DESCRIPTION OF THE TASK:
Count the lines of the items below that contain the string “curved”, treating case as significant, and give only the number.

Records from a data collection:
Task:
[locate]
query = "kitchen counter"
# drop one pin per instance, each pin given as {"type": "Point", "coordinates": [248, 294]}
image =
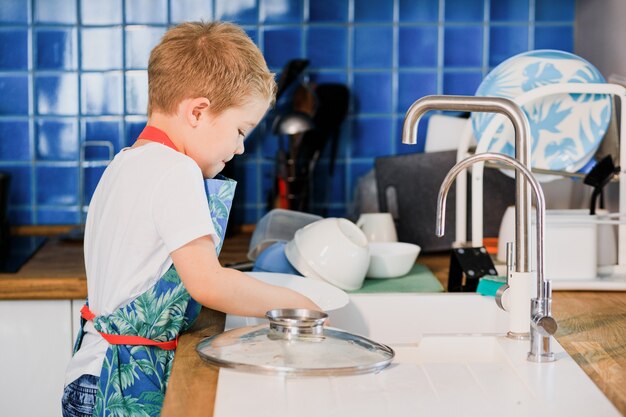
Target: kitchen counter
{"type": "Point", "coordinates": [592, 329]}
{"type": "Point", "coordinates": [592, 325]}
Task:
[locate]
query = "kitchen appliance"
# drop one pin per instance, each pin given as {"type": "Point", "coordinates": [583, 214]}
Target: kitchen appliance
{"type": "Point", "coordinates": [295, 343]}
{"type": "Point", "coordinates": [15, 251]}
{"type": "Point", "coordinates": [410, 182]}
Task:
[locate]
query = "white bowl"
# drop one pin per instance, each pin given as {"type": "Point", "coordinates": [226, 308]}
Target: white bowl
{"type": "Point", "coordinates": [333, 250]}
{"type": "Point", "coordinates": [326, 296]}
{"type": "Point", "coordinates": [391, 259]}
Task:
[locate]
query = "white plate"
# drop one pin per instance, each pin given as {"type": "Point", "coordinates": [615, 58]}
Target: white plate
{"type": "Point", "coordinates": [566, 128]}
{"type": "Point", "coordinates": [327, 296]}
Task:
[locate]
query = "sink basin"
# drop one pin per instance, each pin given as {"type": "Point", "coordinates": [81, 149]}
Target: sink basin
{"type": "Point", "coordinates": [452, 358]}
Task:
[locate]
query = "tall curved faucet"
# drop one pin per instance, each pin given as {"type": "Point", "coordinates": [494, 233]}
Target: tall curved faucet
{"type": "Point", "coordinates": [522, 152]}
{"type": "Point", "coordinates": [542, 325]}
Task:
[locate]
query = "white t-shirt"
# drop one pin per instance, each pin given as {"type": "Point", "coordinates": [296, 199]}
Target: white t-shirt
{"type": "Point", "coordinates": [149, 202]}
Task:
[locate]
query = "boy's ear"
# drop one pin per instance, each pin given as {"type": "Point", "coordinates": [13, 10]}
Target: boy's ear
{"type": "Point", "coordinates": [195, 108]}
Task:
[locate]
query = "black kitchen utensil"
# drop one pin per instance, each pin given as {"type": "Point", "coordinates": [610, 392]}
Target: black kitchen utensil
{"type": "Point", "coordinates": [414, 179]}
{"type": "Point", "coordinates": [331, 110]}
{"type": "Point", "coordinates": [291, 71]}
{"type": "Point", "coordinates": [599, 176]}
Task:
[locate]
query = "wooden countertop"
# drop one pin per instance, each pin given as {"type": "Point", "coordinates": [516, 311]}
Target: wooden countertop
{"type": "Point", "coordinates": [592, 325]}
{"type": "Point", "coordinates": [56, 271]}
{"type": "Point", "coordinates": [592, 329]}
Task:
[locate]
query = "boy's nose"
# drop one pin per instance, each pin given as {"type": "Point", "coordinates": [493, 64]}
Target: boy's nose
{"type": "Point", "coordinates": [240, 148]}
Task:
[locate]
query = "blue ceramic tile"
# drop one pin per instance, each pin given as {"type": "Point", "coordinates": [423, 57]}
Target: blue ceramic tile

COMPLETED EXERCISE:
2